Israel also lags in the OECD regarding the proportion of foreign doctoral students, just ranking in 32nd place. The academy report emphasizes that a high proportion of faculty and foreign students has a huge positive impact on the quality of academic research and teaching. It warns that despite this, the proportion of senior faculty members and foreign students here is tiny compared to that of scientific powerhouses and that the academic world is having difficulty recruiting outstanding foreign postdoctoral fellows. The proportion of foreigners, faculty members and students in Israel is less than 3% of senior faculty members in universities, about 50% of postdoctoral fellows, only about 3% of undergraduate students, about 5% of graduate students and about 8% of doctoral students.

The report explains that bringing students and faculty from abroad to Israel involves many difficulties, including administrative, cultural, financial and marketing ones. It calls for action in an integrated and national manner to promote the issue and harness all the relevant bodies in the higher education system and government ministries for this.

It also points to the lack of a regular trust mechanism for examining the need for national research infrastructures and formulating a comprehensive and long-term strategy on the subject. The report also underlines the importance of research infrastructures abroad, some of which are particularly advanced and large, and therefore Israel is unable to establish or operate them alone. It says that it is necessary for Israel to strive to become a member of such infrastructures, such as the European Astronomical Observatory in Chile (ESO).

The humanities are facing crisis

AS FOR the humanities, both here and around the world, this field has been subject to a continuous crisis manifested in the decline of their importance among the general public as well as in the reduction of activity in these fields in academic institutions by merging departments and cutting the number of students.

“This trend is a threat to the continuation of the field and outstanding scientific research in the humanities here,” the report reads.

Budgeting for the humanities ignores the differences between their research methods and those used in the natural sciences, it says, leading to the creation of incentives that encourage development that is not always appropriate for research in the field.

The report calls for adjusting the way humanities are budgeted, and in particular to formulate a budgeting policy that will ensure a critical mass of outstanding researchers in its various fields regardless of the number of students.

(Collected data entries)
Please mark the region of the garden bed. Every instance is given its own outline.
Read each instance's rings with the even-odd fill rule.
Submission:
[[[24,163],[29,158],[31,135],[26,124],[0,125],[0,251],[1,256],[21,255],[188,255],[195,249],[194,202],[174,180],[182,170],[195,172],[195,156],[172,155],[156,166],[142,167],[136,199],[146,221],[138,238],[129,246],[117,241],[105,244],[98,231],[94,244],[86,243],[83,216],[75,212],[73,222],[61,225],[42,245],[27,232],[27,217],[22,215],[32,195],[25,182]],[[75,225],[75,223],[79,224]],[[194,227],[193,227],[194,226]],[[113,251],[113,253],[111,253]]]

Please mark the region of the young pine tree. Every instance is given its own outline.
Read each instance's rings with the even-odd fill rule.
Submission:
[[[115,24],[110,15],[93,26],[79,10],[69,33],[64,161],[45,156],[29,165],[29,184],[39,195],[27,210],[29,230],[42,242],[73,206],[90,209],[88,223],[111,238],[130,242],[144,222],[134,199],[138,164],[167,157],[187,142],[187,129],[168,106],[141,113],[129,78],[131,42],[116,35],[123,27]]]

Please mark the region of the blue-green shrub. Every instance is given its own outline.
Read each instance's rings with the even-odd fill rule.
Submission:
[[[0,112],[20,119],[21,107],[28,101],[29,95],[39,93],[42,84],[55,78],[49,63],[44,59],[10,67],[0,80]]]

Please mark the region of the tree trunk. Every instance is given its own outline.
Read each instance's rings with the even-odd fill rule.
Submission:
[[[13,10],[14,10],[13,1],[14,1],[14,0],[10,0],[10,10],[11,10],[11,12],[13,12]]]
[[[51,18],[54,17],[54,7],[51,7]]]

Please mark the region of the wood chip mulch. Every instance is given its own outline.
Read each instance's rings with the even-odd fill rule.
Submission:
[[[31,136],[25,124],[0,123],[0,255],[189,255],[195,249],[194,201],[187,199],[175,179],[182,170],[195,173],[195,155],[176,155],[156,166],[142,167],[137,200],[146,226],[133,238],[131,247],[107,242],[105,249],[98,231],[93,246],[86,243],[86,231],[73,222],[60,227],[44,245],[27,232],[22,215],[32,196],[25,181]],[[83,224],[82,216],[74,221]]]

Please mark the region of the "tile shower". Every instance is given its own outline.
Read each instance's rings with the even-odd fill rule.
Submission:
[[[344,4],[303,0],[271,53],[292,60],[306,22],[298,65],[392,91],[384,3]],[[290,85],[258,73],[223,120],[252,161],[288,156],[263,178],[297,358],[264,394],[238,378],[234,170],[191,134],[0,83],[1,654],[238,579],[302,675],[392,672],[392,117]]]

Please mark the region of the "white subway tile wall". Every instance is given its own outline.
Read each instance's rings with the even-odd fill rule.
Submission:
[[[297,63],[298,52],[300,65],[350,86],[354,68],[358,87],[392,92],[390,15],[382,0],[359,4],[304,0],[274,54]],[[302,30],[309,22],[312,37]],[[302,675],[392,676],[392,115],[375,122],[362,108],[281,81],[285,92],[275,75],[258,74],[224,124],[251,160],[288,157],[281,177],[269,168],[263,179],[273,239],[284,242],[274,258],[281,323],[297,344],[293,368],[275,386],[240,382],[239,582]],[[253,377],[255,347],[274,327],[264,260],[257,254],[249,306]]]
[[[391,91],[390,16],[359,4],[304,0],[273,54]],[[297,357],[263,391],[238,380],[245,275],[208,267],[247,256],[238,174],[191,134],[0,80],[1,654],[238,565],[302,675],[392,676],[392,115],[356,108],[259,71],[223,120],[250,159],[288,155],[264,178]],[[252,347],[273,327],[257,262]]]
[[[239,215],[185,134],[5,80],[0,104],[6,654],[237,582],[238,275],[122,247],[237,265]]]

Tasks and exercises:
[A] From the excerpt on Israeli higher education, copy the passage that begins at the words "The humanities are" and stops after "cutting the number of students.", substituting "decline" for "crisis" wherever it appears.
[B] Using the excerpt on Israeli higher education, answer these:
(i) What place does Israel hold in the OECD for the proportion of foreign doctoral students?
(ii) Which research infrastructure abroad is given as an example of one Israel should strive to join?
(iii) What should the proposed budgeting policy for the humanities ensure?
[C] Please carry on the excerpt on Israeli higher education from the point where it stops.
None of these records are needed.

Answers provided:
[A]
The humanities are facing decline

AS FOR the humanities, both here and around the world, this field has been subject to a continuous decline manifested in the decline of their importance among the general public as well as in the reduction of activity in these fields in academic institutions by merging departments and cutting the number of students.

[B]
(i) 32nd place.
(ii) The European Astronomical Observatory in Chile (ESO).
(iii) A critical mass of outstanding researchers in its various fields, regardless of the number of students.

[C]
How can languages help future researchers?

TO PRODUCE a next generation of outstanding researchers, students must master diverse languages, especially ancient languages, which are particularly challenging, as well as acquire a mastery of technological tools that characterize developing research in the digital humanities, the report suggested.

Since social science doctoral students in most faculties and departments lack regular training tracks, the report calls for strengthening the training system they receive by establishing collaborations among Israeli universities and expanding scholarships.

Administrative databases of government ministries and other state institutions are vital, as well as those found in businesses and technology giants for research in the social sciences that include broad information across countries or periods on various social phenomena and human behavior. But Israeli researchers have only very limited access to them so are far from exhausting the potential that lies in them for the advancement of scientific knowledge and the common good.

Activity in academic colleges around the country has greatly expanded, especially applied research, but they are now also doing basic research, with an increasing number of their graduates being integrated into advanced studies at the universities.

The proportion of academic college graduates among bachelor’s degree graduates in most fields is more than 40%, and about 20% of doctoral students in universities are bachelor’s degree graduates from academic colleges.

The report concludes that there is an urgent need to deal with the challenges that make it difficult for research activity in colleges to thrive because they have few resources.